Point localization data
....
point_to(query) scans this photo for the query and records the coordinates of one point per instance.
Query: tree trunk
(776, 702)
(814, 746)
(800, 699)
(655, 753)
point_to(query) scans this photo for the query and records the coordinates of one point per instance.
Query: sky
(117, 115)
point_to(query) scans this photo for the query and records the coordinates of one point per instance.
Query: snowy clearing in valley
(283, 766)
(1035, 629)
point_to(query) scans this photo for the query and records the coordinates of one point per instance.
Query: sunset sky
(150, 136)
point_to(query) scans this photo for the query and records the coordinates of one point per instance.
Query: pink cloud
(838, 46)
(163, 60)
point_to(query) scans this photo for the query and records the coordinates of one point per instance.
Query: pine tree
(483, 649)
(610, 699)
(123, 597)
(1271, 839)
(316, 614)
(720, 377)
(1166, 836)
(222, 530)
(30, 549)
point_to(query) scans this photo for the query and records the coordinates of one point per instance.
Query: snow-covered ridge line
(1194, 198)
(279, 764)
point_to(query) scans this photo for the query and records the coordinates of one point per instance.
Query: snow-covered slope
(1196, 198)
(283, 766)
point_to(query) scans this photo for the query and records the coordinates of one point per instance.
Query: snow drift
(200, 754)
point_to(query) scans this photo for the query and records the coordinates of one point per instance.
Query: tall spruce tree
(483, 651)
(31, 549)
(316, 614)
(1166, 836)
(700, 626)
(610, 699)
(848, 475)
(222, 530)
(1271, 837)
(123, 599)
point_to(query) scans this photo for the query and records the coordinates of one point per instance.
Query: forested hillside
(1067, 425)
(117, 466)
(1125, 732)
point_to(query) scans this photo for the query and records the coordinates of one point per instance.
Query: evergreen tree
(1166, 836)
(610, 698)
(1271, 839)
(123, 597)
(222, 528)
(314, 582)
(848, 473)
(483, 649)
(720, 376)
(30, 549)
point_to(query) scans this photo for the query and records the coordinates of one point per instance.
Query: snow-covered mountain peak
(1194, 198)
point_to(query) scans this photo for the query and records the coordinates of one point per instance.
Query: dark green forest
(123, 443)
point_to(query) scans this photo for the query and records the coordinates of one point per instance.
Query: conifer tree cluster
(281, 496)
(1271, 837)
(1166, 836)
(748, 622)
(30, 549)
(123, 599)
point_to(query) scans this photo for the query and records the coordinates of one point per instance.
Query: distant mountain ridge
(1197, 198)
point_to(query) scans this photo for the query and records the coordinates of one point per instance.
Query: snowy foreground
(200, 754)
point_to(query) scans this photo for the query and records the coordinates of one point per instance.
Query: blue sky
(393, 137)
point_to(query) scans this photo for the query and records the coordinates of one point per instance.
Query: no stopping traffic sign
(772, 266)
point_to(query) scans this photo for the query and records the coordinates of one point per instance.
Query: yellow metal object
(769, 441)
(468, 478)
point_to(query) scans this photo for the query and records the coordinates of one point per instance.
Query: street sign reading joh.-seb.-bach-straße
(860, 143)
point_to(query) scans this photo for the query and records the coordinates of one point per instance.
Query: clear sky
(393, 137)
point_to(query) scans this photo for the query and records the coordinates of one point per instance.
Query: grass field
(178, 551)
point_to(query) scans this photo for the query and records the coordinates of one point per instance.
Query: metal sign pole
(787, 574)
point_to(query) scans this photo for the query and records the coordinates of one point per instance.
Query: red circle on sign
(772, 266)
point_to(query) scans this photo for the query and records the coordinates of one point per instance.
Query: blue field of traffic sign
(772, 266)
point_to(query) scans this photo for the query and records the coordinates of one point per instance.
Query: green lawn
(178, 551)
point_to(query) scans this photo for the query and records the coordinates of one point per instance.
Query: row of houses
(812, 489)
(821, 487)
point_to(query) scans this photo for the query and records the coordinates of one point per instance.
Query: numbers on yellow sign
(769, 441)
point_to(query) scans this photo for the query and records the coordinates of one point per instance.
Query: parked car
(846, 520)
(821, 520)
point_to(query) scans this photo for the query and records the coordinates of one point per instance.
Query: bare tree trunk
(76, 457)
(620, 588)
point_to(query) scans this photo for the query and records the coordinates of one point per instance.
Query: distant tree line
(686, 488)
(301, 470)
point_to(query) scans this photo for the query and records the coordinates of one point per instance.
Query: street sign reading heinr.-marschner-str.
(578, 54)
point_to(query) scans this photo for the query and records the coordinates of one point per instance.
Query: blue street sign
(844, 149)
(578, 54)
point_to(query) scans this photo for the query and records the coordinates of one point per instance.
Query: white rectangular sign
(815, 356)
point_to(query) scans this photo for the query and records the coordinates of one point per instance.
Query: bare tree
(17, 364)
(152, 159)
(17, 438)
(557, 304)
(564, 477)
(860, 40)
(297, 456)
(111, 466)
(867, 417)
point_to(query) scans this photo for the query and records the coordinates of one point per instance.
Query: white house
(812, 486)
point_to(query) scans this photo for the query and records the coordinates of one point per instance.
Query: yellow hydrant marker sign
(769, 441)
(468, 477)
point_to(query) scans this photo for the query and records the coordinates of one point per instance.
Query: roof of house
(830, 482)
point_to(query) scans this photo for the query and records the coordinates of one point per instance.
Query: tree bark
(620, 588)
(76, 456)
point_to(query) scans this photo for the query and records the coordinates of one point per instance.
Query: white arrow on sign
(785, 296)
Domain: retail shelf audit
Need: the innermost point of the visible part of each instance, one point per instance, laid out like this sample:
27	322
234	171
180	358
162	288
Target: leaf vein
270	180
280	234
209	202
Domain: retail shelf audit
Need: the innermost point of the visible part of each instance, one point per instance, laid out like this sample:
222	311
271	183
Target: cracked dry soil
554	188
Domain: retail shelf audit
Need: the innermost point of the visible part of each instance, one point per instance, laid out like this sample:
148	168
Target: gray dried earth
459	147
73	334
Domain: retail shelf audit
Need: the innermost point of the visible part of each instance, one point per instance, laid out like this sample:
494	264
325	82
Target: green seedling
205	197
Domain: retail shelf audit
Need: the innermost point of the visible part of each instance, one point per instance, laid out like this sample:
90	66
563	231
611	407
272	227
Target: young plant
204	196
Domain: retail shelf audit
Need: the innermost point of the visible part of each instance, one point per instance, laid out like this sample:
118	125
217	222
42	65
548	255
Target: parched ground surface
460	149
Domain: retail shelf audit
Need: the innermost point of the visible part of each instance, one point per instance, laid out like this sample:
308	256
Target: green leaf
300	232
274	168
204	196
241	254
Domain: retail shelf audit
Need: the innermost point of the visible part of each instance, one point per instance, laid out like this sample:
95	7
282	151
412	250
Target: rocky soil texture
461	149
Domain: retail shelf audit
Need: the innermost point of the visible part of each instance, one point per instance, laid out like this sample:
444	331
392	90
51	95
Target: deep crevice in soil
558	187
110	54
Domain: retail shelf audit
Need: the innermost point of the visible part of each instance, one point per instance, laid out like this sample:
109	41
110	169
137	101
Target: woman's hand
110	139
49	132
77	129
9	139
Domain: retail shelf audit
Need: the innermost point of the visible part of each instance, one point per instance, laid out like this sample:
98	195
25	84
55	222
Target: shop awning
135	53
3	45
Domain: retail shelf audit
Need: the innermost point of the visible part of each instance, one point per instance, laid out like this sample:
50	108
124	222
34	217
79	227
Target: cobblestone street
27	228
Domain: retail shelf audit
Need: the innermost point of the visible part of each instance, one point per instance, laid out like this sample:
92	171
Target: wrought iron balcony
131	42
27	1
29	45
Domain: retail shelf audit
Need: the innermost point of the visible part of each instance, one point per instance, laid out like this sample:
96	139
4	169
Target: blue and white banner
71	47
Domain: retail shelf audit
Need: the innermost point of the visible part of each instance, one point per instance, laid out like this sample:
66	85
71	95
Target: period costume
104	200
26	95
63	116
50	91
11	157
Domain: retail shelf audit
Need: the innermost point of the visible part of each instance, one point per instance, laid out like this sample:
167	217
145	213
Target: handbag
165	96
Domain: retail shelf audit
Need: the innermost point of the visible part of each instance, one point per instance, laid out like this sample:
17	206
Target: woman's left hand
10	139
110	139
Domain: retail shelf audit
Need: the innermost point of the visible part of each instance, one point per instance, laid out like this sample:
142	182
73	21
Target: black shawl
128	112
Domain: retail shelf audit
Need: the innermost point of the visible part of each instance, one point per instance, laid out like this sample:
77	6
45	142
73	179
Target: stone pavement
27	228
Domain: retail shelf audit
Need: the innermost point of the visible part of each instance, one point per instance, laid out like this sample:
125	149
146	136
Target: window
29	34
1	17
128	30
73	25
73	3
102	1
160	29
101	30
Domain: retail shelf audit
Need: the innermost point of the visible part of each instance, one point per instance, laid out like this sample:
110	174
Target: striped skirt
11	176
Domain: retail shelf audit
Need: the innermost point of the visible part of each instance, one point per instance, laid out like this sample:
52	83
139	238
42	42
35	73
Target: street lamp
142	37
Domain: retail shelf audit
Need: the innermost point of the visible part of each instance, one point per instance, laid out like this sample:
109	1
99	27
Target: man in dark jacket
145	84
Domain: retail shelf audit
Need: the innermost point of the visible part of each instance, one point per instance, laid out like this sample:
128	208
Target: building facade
....
■ What the task asks ■
Repeat exactly, and only, the lines of the records above, starting with the line that contains "Target: striped skirt" and ending with the final line, both included.

■ Task answer ■
Target: striped skirt
11	176
Domain: retail shelf audit
Need: the innermost point of the visible part of each instance, one point per instance, laid out like this sample:
52	83
139	238
42	42
35	73
Target: street lamp
142	37
Domain: retail shelf audit
Need: the innermost point of the visible part of each instance, one point per instance, laid out like this sample:
109	1
99	27
Target: man in dark jacket
145	84
Domain: retail shelf audit
Need: the innermost point of the visible part of each instance, one point per instance, laid out like this sample:
128	208
Target: building facade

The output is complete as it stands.